• WORK TO BE COMPLETED
Copy, exactly and without additions, every line in the records below from the one holding "positive clicks: (57, 35) (328, 111)" through the one holding "positive clicks: (406, 37)", both ends included.

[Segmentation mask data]
········

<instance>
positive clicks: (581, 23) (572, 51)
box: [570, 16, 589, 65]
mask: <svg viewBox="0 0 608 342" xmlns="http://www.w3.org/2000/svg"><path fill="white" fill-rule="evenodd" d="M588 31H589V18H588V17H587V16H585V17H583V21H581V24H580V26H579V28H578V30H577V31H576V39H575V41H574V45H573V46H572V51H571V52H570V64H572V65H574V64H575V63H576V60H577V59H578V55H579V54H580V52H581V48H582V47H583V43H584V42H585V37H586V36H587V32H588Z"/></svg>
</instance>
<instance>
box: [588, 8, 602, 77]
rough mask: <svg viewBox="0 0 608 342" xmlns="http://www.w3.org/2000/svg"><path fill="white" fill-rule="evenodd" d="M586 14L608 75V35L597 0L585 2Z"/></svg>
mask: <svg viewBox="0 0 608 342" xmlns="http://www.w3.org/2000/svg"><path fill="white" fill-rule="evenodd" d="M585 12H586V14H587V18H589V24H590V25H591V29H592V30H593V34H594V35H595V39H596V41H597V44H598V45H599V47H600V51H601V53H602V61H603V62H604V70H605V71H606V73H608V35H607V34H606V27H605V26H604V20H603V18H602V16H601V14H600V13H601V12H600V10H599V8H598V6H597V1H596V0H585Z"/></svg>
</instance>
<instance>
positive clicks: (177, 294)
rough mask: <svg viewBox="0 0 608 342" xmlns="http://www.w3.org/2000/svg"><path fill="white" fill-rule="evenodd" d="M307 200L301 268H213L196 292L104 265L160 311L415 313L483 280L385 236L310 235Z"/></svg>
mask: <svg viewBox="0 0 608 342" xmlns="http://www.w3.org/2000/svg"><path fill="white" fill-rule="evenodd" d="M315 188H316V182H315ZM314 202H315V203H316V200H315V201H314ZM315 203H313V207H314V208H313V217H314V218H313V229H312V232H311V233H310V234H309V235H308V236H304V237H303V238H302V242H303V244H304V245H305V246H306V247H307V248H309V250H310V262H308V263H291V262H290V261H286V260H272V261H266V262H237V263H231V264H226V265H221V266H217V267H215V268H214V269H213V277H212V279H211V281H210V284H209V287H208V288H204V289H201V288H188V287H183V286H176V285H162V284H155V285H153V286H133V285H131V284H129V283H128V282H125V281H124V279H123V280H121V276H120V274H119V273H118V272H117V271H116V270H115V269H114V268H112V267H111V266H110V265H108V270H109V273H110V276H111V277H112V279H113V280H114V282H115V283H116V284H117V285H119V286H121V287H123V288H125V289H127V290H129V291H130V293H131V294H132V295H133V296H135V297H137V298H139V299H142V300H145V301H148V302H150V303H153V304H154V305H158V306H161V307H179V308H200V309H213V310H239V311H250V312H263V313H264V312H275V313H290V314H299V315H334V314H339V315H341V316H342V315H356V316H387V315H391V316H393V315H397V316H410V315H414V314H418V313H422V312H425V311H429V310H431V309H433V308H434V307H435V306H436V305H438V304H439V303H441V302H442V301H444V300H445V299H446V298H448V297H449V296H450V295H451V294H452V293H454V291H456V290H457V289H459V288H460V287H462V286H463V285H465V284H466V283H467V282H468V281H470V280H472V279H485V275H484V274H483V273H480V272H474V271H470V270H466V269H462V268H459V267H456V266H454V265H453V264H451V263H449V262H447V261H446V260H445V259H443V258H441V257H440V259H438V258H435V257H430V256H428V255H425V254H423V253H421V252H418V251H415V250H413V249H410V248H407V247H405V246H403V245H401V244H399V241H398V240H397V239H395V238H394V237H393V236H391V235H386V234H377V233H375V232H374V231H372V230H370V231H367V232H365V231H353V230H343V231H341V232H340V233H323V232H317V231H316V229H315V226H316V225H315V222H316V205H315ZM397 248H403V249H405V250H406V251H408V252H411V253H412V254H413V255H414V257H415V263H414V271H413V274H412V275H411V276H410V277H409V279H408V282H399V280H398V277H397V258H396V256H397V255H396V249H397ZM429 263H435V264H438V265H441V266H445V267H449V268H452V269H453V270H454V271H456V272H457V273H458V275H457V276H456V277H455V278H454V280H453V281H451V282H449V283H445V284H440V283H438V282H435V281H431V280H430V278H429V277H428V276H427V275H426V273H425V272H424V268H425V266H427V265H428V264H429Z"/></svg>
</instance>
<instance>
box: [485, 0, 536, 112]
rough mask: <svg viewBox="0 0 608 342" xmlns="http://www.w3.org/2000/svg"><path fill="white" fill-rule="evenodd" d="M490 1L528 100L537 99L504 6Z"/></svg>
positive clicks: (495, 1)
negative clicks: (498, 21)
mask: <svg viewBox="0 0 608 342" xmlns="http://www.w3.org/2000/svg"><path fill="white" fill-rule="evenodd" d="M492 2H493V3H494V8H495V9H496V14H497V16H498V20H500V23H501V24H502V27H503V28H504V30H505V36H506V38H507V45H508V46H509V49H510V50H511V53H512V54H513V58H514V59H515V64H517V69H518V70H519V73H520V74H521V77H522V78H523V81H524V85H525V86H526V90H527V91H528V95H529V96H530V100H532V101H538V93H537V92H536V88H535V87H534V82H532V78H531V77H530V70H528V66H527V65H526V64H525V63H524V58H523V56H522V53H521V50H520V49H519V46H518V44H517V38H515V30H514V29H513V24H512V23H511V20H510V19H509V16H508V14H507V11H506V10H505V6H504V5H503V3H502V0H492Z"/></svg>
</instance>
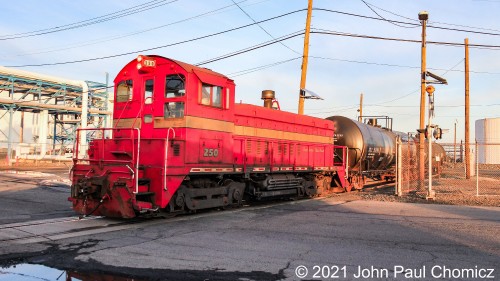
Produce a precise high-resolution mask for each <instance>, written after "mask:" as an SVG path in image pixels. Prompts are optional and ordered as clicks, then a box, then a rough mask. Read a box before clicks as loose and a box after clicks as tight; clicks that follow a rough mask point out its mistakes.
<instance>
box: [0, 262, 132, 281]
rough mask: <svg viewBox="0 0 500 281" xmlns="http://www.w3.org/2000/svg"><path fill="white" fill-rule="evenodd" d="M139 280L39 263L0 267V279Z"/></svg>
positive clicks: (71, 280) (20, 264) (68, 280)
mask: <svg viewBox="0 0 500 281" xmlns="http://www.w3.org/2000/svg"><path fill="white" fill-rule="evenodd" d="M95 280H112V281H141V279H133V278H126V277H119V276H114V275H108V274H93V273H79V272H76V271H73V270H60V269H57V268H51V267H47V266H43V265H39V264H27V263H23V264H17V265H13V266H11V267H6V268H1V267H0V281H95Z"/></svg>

········

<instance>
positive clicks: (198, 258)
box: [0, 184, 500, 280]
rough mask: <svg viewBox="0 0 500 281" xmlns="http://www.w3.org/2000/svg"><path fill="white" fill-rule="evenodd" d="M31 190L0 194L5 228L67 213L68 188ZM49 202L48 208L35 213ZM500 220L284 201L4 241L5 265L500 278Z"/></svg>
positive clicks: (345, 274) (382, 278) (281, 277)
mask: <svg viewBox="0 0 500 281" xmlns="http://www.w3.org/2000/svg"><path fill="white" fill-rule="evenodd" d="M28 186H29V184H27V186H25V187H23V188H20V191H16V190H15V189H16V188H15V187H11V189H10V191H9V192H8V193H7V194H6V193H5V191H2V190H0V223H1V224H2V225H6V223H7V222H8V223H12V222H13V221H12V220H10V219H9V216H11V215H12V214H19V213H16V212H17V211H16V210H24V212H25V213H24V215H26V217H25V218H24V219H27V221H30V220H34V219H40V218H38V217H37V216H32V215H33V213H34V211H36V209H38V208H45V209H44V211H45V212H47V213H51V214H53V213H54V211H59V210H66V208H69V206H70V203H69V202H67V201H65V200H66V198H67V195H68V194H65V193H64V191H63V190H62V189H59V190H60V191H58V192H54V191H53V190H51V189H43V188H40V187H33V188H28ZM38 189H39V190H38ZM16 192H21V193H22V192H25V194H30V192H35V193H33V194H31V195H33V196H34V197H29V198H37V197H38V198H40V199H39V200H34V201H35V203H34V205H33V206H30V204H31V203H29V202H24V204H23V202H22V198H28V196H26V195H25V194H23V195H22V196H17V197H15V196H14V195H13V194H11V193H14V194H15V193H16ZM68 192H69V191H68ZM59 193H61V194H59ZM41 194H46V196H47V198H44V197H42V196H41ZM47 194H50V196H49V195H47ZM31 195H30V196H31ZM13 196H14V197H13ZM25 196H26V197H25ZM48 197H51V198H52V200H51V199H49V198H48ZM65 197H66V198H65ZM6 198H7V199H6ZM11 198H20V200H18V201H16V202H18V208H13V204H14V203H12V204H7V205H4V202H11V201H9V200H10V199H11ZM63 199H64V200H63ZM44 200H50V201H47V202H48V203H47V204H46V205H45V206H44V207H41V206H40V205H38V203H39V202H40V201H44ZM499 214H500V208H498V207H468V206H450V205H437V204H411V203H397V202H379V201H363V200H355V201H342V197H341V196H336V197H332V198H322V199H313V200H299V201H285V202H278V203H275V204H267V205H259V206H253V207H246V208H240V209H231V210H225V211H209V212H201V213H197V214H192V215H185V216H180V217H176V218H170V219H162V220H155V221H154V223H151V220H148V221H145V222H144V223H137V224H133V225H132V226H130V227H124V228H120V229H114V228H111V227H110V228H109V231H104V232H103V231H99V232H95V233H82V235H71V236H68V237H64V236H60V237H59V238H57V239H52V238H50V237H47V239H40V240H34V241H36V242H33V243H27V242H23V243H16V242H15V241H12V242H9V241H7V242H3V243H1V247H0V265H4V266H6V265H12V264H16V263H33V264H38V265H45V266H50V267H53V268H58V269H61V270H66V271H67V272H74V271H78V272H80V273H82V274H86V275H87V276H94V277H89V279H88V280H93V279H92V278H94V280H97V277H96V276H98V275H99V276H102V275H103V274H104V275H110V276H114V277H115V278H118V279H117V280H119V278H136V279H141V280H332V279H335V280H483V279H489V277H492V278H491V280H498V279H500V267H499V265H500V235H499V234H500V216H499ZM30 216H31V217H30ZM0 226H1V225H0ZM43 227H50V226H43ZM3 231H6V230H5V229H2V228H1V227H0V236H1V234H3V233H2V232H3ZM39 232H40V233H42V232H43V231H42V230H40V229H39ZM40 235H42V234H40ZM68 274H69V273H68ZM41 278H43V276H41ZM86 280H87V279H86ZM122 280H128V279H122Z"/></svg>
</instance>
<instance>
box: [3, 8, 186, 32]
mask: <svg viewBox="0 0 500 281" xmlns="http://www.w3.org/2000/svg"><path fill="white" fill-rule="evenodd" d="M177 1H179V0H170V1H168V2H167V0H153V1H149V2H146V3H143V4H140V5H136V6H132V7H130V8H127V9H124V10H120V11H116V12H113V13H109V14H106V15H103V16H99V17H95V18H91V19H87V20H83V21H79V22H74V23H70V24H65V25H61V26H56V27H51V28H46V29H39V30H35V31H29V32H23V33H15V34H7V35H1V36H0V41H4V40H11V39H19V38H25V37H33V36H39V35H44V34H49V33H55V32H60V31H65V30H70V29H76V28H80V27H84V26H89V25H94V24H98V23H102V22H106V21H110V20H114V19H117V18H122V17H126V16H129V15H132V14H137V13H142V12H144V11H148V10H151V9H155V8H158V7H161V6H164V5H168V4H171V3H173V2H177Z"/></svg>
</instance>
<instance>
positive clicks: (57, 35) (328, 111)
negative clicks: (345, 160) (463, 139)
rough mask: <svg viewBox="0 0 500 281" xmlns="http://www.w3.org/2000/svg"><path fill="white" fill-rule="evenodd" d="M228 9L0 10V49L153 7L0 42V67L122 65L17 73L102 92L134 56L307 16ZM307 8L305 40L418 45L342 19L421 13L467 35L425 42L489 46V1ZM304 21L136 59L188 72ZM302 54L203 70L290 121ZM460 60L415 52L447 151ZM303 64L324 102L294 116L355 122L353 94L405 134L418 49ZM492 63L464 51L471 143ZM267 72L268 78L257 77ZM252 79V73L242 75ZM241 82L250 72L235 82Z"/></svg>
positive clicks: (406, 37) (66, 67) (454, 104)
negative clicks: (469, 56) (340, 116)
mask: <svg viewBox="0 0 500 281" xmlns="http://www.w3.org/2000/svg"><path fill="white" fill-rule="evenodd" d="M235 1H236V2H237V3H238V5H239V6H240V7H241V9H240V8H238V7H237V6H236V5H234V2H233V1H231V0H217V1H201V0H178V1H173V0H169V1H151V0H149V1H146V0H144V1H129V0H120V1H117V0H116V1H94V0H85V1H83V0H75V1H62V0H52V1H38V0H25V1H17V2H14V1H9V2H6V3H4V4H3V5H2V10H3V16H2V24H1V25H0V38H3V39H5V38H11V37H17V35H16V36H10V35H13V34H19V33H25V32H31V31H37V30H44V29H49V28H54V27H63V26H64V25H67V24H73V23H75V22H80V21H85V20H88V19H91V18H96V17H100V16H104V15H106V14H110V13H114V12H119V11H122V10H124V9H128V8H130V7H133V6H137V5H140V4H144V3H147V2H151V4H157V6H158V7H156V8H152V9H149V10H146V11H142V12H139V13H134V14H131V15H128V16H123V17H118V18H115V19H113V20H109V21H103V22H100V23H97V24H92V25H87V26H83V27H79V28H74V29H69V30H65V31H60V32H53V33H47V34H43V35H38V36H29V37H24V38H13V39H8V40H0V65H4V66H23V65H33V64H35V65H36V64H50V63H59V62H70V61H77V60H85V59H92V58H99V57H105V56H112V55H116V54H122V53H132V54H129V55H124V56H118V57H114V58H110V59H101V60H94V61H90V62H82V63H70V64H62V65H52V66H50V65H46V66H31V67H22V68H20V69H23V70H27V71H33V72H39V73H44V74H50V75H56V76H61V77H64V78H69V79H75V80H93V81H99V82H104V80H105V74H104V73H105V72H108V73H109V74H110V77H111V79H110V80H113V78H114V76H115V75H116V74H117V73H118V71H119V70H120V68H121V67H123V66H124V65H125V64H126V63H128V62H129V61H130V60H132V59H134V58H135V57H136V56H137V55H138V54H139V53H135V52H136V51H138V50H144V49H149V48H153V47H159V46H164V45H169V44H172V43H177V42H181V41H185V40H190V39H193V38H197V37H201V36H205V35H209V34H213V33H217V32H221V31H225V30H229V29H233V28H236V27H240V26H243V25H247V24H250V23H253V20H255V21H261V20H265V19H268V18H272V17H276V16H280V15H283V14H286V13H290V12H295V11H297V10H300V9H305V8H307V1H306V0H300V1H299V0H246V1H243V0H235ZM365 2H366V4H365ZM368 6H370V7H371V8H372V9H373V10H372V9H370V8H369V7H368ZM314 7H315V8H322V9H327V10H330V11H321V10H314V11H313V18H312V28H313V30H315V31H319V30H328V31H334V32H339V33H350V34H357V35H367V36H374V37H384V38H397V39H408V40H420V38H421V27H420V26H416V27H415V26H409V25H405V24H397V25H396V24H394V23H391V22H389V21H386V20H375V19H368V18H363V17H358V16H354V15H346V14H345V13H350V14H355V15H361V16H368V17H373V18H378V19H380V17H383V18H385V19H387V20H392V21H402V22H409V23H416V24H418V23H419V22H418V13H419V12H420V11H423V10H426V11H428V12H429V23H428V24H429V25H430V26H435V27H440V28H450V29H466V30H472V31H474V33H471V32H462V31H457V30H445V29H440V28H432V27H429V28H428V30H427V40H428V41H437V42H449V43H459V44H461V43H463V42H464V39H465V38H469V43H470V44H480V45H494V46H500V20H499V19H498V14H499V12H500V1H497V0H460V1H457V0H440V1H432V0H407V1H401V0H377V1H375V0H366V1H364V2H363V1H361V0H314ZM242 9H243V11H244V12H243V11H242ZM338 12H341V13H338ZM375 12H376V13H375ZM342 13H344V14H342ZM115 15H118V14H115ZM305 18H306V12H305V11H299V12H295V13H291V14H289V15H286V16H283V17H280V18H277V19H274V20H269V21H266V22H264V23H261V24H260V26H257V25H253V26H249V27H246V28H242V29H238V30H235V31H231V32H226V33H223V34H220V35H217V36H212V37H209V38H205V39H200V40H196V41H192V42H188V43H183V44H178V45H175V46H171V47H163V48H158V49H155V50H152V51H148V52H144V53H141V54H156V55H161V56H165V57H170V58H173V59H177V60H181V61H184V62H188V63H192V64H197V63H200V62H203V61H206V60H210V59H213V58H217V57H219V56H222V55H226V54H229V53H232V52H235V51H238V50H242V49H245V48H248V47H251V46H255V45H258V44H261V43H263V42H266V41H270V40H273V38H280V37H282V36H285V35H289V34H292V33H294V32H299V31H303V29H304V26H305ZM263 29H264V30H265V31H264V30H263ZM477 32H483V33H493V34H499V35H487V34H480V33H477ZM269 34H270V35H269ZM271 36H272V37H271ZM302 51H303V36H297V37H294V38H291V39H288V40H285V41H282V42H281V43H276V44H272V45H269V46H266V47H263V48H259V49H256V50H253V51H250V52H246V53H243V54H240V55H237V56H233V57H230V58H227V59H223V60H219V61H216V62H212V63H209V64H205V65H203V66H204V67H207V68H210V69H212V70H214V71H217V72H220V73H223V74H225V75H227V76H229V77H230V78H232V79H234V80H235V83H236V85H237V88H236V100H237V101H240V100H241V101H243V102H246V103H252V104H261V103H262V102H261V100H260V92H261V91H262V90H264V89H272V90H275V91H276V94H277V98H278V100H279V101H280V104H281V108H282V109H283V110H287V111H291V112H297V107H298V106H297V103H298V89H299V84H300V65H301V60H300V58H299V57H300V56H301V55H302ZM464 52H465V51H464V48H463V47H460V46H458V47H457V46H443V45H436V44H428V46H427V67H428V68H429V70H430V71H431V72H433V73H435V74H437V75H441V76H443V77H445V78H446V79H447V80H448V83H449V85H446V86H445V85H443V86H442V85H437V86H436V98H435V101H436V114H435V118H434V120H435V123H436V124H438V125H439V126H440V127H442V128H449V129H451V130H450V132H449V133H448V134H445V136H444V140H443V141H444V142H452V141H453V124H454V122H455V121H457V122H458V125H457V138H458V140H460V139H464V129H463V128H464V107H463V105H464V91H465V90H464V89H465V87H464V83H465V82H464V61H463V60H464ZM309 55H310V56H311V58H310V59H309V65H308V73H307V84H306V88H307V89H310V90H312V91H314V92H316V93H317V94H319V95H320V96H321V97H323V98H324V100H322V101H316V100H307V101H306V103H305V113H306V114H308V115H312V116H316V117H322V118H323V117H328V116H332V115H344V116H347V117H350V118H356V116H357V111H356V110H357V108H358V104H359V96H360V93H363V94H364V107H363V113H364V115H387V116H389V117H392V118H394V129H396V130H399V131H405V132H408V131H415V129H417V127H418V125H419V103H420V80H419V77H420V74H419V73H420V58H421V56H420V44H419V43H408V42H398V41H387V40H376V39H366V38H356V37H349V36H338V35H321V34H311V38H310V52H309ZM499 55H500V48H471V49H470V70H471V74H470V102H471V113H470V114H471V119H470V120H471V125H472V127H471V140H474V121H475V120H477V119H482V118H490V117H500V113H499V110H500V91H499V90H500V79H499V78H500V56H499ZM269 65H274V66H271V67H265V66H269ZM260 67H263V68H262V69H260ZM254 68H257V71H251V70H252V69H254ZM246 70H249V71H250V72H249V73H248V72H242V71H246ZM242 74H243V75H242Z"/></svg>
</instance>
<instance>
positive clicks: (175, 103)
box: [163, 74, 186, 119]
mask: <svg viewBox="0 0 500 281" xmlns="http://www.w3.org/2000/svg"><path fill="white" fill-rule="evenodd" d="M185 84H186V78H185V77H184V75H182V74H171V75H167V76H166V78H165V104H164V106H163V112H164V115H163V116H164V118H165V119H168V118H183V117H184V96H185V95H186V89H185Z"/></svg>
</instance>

········

• SOLUTION TO THE EXERCISE
positive clicks: (57, 35) (328, 111)
negative clicks: (345, 160) (463, 139)
rough mask: <svg viewBox="0 0 500 281" xmlns="http://www.w3.org/2000/svg"><path fill="white" fill-rule="evenodd" d="M228 9L0 10V49L153 7L0 42V67L122 65L17 73L102 92L134 56L307 16ZM307 8L305 40L418 45L342 19L421 13L467 35L425 42L489 46V1ZM304 21L136 59L188 72ZM302 54L203 70L290 121ZM460 60L415 52L447 151ZM303 64L324 102L294 116L355 122L353 94L405 134L418 49ZM492 63L464 51L471 143ZM267 72L268 78L257 77ZM252 79V73L242 75ZM241 82L250 72L235 82Z"/></svg>
positive clicks: (406, 37) (66, 67) (454, 104)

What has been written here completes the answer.